Two years later in Madrid, Wolfram von Richthofen, commander of the German forces in Spain, sits beside Franco at the victory parade: killing Spaniards was Hitler’s rehearsal for his impending world war.

Many years later in New York, Colin Powell makes a speech at the United Nations to announce the imminent annihilation of Iraq.

While he speaks, the back of the room is hidden from view,
Guernica
is hidden from view. The reproduction of Picasso’s painting, which hangs there, is concealed behind an enormous blue cloth.

UN officials decided it was not the most appropriate backdrop for the proclamation of a new round of butchery.

THE COMMANDER WHO CAME FROM AFAR

Brunete, summer of 1937: in mid-battle Oliver Law takes a bullet in the breast.

Oliver is black and Red and a workingman. He left Chicago to fight for the Spanish Republic in the ranks of the Lincoln Brigade.

In the brigade, blacks do not form a separate regiment. For the first time in the history of the United States, whites and blacks mix. And for the first time in the history of the United States, white soldiers obey the orders of a black commanding officer.

An unusual commander: when Oliver Law gives the order to attack, he does not watch his men through binoculars. He is the first to join the fight.

But then all the volunteers in the international brigades are unusual. They do not fight to win medals or conquer land or capture oil wells.

Sometimes Oliver wonders:

“Since this is a war between whites, who for centuries have held us in slavery, why am I, a Negro, why am I here?”

And he answers:

“We came to wipe out the Fascists.”

And laughing he adds, as if it were a joke:

“Some of us must die doing that job.”

RAMÓN

Mediterranean Sea, fall of 1938: Ramón Franco explodes in the air.

In 1926 he had crossed the ocean from Huelva to Buenos Aires in an airplane named
Plus Ultra
. And while the world applauded his feat, he celebrated with nights of carousing, toasting his glory, singing the Marseillaise, and cursing kings and popes.

Not long after that, on a drunk, he flew his plane over the Royal Palace in Madrid and refrained from dropping the bombs only because children were playing in the gardens.

He put two and two together and on he went: he raised the Republican flag, took part in an anarchist uprising, was elected to Congress on the Catalan nationalist ticket, and was charged by a woman with bigamy, although in truth it was trigamy.

But when his brother Francisco rebelled against the Republic, Ramón Franco suffered a sudden attack of
familyitis
and joined the ranks of the Cross and the Sword.

After two years of fighting, the remains of a plane, his plane, disappear in the waters of the Mediterranean. Ramón, with a load of bombs, had been headed for Barcelona. He was going there to kill those who had been his comrades, as well as the lovely lunatic he himself had been.

Data entries

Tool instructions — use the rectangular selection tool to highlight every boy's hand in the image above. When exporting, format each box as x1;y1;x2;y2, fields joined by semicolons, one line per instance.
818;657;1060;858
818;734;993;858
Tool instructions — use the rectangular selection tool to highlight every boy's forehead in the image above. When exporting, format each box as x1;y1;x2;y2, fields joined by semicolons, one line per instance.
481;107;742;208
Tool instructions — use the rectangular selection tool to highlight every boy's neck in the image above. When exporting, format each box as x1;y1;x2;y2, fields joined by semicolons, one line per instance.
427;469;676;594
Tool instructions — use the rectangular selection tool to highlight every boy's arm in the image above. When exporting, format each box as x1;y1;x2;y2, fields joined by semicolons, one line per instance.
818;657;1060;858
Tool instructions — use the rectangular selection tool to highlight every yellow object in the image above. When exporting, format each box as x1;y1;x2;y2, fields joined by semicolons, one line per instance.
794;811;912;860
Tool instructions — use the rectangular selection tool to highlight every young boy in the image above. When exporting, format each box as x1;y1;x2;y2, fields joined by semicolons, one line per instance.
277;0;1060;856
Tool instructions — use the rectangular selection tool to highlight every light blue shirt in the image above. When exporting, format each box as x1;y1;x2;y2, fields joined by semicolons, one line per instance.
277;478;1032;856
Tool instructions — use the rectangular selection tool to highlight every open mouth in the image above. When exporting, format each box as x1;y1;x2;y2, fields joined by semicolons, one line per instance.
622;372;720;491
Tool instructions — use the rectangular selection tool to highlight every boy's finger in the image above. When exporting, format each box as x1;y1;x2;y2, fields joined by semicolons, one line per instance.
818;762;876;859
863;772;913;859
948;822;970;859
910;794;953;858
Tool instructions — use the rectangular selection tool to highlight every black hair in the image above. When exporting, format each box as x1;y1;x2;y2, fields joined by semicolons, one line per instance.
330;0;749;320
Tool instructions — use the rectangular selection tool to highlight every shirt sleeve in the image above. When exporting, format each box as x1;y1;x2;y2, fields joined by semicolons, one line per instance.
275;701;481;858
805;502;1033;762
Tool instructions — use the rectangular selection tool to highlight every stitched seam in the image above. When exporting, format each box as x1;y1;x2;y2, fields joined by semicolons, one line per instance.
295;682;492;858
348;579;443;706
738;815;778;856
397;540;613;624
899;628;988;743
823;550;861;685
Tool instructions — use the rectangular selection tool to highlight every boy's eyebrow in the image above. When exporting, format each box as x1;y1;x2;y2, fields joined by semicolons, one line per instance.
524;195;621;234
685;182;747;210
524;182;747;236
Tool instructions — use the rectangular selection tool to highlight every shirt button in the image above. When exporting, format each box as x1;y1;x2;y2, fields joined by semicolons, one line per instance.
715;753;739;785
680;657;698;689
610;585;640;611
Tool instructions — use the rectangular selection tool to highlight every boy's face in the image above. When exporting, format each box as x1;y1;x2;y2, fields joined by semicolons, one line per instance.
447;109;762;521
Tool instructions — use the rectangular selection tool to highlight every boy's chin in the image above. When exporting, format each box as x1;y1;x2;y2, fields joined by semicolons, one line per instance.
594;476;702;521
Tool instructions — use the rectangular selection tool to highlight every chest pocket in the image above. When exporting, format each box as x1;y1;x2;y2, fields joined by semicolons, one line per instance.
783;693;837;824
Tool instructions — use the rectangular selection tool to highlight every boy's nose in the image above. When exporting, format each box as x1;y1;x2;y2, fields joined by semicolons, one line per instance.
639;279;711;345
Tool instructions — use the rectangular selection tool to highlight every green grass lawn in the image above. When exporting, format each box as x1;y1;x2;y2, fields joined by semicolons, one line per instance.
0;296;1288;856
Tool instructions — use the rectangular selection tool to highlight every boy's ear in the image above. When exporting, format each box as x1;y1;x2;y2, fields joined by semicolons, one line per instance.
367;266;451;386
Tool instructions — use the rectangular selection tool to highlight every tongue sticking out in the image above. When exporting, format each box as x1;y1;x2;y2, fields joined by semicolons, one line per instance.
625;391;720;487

Exercise aim
Reproduce the excerpt's passage that begins with "In 1926 he had" and ends with "in the gardens.", substituting "revelry" for "carousing".

Response to the task
In 1926 he had crossed the ocean from Huelva to Buenos Aires in an airplane named
Plus Ultra
. And while the world applauded his feat, he celebrated with nights of revelry, toasting his glory, singing the Marseillaise, and cursing kings and popes.

Not long after that, on a drunk, he flew his plane over the Royal Palace in Madrid and refrained from dropping the bombs only because children were playing in the gardens.